WHAT THE TASK ASKS:
Rewrite the entries below as a numbered list, omitting any blank lines.

STORED ROWS:
☆ ☆ ☆ ☆ ☆ ☆ ☆
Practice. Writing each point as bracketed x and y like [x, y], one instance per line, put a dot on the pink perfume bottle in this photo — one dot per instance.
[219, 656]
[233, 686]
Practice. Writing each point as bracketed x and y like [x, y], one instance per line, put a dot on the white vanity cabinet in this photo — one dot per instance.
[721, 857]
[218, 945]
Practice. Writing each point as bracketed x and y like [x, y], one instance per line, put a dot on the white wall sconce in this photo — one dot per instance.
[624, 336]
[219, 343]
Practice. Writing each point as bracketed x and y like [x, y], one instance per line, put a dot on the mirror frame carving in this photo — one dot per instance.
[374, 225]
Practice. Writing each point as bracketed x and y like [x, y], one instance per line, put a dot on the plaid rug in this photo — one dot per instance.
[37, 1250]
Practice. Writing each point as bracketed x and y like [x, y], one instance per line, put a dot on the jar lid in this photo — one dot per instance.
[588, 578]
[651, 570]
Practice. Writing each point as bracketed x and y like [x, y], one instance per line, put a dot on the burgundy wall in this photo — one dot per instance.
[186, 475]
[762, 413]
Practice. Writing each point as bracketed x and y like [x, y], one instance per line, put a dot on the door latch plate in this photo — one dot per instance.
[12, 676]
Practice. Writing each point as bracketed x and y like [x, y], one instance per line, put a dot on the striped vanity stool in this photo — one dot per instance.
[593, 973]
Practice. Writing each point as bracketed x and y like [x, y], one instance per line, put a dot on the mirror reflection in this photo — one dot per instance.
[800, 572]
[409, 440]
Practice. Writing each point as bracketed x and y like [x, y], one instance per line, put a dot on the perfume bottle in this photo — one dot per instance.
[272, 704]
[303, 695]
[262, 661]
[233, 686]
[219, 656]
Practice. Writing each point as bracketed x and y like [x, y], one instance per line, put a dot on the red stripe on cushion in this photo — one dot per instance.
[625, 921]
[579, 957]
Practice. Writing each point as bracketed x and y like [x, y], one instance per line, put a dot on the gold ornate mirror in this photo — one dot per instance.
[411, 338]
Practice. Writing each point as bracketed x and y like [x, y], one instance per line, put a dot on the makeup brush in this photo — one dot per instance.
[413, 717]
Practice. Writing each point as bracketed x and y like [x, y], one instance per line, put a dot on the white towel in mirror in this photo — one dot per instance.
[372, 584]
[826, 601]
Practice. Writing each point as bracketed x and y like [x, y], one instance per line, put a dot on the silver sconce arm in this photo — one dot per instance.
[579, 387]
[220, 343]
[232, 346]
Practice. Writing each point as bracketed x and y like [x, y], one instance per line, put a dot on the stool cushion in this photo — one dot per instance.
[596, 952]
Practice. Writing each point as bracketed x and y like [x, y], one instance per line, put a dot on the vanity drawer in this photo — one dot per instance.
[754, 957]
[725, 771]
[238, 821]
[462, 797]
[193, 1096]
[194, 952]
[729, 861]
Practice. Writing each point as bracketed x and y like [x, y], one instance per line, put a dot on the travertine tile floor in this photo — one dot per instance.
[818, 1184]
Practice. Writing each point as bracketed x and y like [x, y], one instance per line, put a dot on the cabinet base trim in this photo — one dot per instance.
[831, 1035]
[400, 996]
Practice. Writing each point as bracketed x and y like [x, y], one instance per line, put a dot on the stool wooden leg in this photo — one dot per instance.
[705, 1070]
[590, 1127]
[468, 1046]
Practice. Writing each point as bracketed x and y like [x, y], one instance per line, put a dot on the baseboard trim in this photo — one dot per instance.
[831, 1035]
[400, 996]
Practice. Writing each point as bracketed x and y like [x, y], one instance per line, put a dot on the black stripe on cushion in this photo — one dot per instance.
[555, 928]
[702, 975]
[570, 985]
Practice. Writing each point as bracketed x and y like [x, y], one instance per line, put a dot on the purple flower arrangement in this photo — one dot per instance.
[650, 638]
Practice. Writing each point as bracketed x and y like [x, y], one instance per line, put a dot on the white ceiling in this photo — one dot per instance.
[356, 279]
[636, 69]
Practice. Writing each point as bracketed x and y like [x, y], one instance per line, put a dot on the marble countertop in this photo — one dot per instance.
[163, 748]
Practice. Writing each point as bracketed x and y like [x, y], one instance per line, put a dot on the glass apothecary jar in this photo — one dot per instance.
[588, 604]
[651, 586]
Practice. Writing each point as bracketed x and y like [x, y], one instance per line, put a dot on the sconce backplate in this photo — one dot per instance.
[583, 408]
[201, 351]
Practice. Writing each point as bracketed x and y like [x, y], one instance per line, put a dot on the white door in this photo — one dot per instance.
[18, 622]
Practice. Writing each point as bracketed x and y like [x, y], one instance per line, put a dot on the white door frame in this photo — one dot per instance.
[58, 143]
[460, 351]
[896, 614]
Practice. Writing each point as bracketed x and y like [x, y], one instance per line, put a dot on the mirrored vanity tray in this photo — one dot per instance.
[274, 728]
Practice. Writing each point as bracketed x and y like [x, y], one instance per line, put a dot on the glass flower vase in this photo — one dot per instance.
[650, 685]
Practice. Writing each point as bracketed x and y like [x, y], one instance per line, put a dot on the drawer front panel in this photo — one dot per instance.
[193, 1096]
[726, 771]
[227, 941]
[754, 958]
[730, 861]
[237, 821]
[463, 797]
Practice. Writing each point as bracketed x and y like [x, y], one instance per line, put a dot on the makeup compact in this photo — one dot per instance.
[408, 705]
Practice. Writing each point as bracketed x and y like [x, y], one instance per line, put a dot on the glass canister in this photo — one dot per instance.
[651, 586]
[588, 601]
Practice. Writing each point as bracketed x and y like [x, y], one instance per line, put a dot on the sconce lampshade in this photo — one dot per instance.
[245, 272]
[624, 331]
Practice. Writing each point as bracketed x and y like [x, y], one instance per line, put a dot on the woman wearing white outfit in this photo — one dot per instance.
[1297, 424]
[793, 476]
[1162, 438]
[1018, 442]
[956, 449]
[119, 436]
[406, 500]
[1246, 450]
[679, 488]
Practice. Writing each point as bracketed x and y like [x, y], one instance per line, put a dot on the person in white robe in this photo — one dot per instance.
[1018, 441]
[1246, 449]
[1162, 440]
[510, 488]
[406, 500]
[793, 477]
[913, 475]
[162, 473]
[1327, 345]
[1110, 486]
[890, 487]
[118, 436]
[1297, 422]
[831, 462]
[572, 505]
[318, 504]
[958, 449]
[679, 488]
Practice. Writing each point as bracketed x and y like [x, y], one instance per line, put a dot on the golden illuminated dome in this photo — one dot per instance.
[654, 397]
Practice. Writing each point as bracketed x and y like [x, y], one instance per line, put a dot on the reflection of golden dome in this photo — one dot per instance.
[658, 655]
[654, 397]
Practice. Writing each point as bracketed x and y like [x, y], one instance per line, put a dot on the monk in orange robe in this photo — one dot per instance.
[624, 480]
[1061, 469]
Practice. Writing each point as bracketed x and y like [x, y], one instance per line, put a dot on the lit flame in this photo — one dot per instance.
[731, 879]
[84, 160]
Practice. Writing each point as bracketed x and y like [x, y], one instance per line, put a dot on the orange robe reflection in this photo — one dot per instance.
☆ ☆ ☆ ☆ ☆ ☆ ☆
EXERCISE SOLUTION:
1. Practice. Writing each point as bracketed x and y like [x, y], one instance per line, put a dot on the pink perfume bottle in this photo — one dot per instance.
2. [219, 656]
3. [233, 686]
4. Practice. Writing each point as bracketed x and y like [x, y], one instance per line, put a dot on the white vanity cabinet in this photo — one dot per instance.
5. [721, 857]
6. [218, 945]
7. Practice. Writing each point as bracketed x and y like [x, y], one instance per line, put a dot on the white wall sconce in this photo — one dot per instance.
8. [624, 336]
9. [219, 343]
10. Practice. Writing each point as bracketed x and y like [x, y], one instance per line, put a dot on the mirror frame carving in this photo — one dot per instance.
11. [374, 225]
12. Practice. Writing each point as bracketed x and y like [x, y], one instance per line, put a dot on the plaid rug in this photo — one dot per instance.
13. [37, 1250]
14. Practice. Writing each point as bracketed x and y like [x, y], one instance per line, put a dot on the jar lid in this photo — one dot per instance.
15. [588, 578]
16. [651, 570]
17. Practice. Writing each point as bracketed x and y like [x, y], one instance per line, put a dot on the burgundy wall in this photo — one dot per instance.
18. [186, 475]
19. [762, 413]
20. Practice. Writing each point as bracketed x and y like [x, y], one instance per line, put a dot on the door latch plate in this photo — one dot per instance.
21. [12, 676]
22. Practice. Writing each point as bracketed x and y like [x, y], one instance per line, put a dot on the striped vanity stool in this photo — one dot per instance.
23. [593, 973]
24. Practice. Writing each point as bracketed x and y like [x, y], one instance per line, put a dot on the mirror reflection in this photo — one dot per instance.
25. [800, 572]
26. [409, 440]
27. Practice. Writing each point as bracketed x and y like [x, y], one instance per line, put a dot on the perfume bottle in this photo — one dot per instance.
28. [272, 704]
29. [303, 695]
30. [262, 661]
31. [233, 686]
32. [219, 656]
33. Practice. Writing each point as bracketed x and y like [x, y], one instance per line, put a dot on the red stripe on cushion in this photo — one dot per instance.
34. [625, 921]
35. [579, 957]
36. Practice. Writing each point as bracketed x and y like [x, y], one instance per line, put a dot on the gold ornate mirror in this photo — one dot per instance.
37. [411, 338]
38. Practice. Writing each point as bracketed x and y like [x, y], one instance per line, put a dot on the makeup brush in this photo — one dot per instance.
39. [413, 717]
40. Practice. Writing each point as bracketed x and y like [x, y], one instance per line, put a dot on the white towel in mirror in this photo — one dot per instance.
41. [372, 584]
42. [826, 601]
43. Practice. Writing each point as bracketed x and y like [x, y], one instance per line, put a dot on the silver sconce arm in this photo — one dot per instance.
44. [579, 387]
45. [220, 343]
46. [232, 346]
47. Practice. Writing each point as bracketed x and y like [x, y], one instance per line, put a dot on the stool cushion in this photo — one dot per instance.
48. [596, 952]
49. Practice. Writing each point as bracketed x and y like [x, y], one instance per line, put a dot on the vanity drawer in this photo — one dot per instance.
50. [754, 957]
51. [725, 771]
52. [238, 821]
53. [462, 797]
54. [193, 1096]
55. [194, 952]
56. [729, 861]
57. Practice. Writing each point as bracketed x and y like [x, y], one instance per line, put a dot on the travertine tile floor in this photo — one dot per instance.
58. [818, 1184]
59. Practice. Writing each point as bracketed x and y like [x, y], one instance per line, put a dot on the cabinet base trim in this photo — one dot per instance.
60. [831, 1035]
61. [400, 996]
62. Practice. Writing each point as bracketed x and y like [x, y], one instance per line, put a dot on the stool wooden leg in this photo — one dot per instance.
63. [705, 1070]
64. [590, 1127]
65. [468, 1046]
66. Practice. Writing each point as bracketed x and y like [x, y], one instance per line, put a dot on the baseboard trim in this photo — one dot per instance.
67. [831, 1035]
68. [400, 996]
69. Practice. Writing each point as bracketed x and y like [x, y], one instance per line, put a dot on the black stripe on cushion in this photo — one dot per instance.
70. [555, 928]
71. [702, 975]
72. [570, 985]
73. Practice. Writing each point as bracketed x and y like [x, y], one instance per line, put a dot on the purple flower arrangement in this photo — one dot per instance.
74. [650, 638]
75. Practice. Writing each point as bracketed x and y like [x, y], one instance per line, put a dot on the white ceiling in this photo — one dot per instance.
76. [356, 279]
77. [636, 69]
78. Practice. Writing each point as bracketed x and y like [x, y], one instance per line, put a dot on the marble countertop in this photo — one dot per instance.
79. [163, 748]
80. Practice. Writing each point as bracketed x and y like [x, y], one instance per line, put a dot on the glass apothecary jar in this photo — one dot per instance.
81. [588, 604]
82. [651, 586]
83. Practice. Writing each point as bracketed x and y like [x, y], one instance per line, put a dot on the sconce backplate in this photo — one dot per instance.
84. [583, 408]
85. [201, 351]
86. Practice. Writing each point as bracketed x and y like [x, y], one instance per line, put a dot on the white door in this photo — one dot per instance.
87. [18, 622]
88. Practice. Writing each point as bracketed x and y like [x, y], one instance per line, put a dot on the white door frame in this photo — one dot per instance.
89. [58, 143]
90. [460, 351]
91. [896, 614]
92. Practice. Writing each point as bracketed x and y like [x, y], one instance per line, put a dot on the mirrored vanity tray in this photo — one dot per instance.
93. [274, 728]
94. Practice. Writing each point as bracketed x and y like [x, y], one instance per line, put a dot on the glass flower vase in this photo — one dot per instance.
95. [650, 685]
96. Practice. Writing each point as bracketed x and y like [x, y], one instance per line, put a dot on the drawer front panel in this photo — one dot per instance.
97. [193, 1096]
98. [726, 771]
99. [227, 941]
100. [754, 958]
101. [730, 861]
102. [237, 821]
103. [463, 797]
104. Practice. Writing each point as bracketed x and y like [x, y], one instance per line, put a dot on the makeup compact in this photo — one dot per instance.
105. [408, 705]
106. Practice. Writing each point as bracketed x and y like [x, y], one instance per line, put a dot on the glass canister in this photo — one dot per instance.
107. [651, 586]
108. [588, 601]
109. Practice. Writing each point as bracketed x and y like [x, y], one instance per line, put a dot on the sconce lampshade in this photo — one dot per instance.
110. [245, 272]
111. [624, 331]
112. Practice. Writing each point as bracketed x and y like [x, y], one instance per line, put a dot on the woman wearing white outfit in this photo — one dot per instance.
113. [1297, 424]
114. [793, 476]
115. [1162, 438]
116. [1018, 442]
117. [956, 449]
118. [119, 436]
119. [406, 500]
120. [1246, 450]
121. [679, 488]
122. Practice. Writing each point as bracketed x and y like [x, y], one instance per line, put a dot on the person in white robe in this photo — one dot per instance.
123. [1018, 441]
124. [1246, 449]
125. [1162, 440]
126. [510, 488]
127. [406, 500]
128. [793, 477]
129. [913, 475]
130. [162, 473]
131. [1327, 345]
132. [1110, 486]
133. [890, 487]
134. [118, 436]
135. [1297, 422]
136. [831, 462]
137. [572, 505]
138. [318, 504]
139. [958, 449]
140. [679, 488]
141. Practice. Writing each point as bracketed x and y like [x, y], one instance per line, put a dot on the golden illuminated dome in this photo — one dot per instance.
142. [654, 397]
143. Practice. Writing each point as bracketed x and y like [x, y], one instance per line, put a dot on the reflection of golden dome in this photo — one dot per instance.
144. [658, 655]
145. [654, 397]
146. Practice. Writing each point as bracketed x and y like [x, y], one instance per line, put a dot on the monk in orange robe in this photo — one dot per instance.
147. [624, 480]
148. [1061, 469]
149. Practice. Writing each point as bracketed x and y like [x, y], one instance per line, put a dot on the lit flame in this photo — one dot per instance.
150. [731, 879]
151. [84, 160]
152. Practice. Writing each point as bracketed x and y like [x, y], one instance per line, put a dot on the orange robe reflection in this photo — one dot per instance.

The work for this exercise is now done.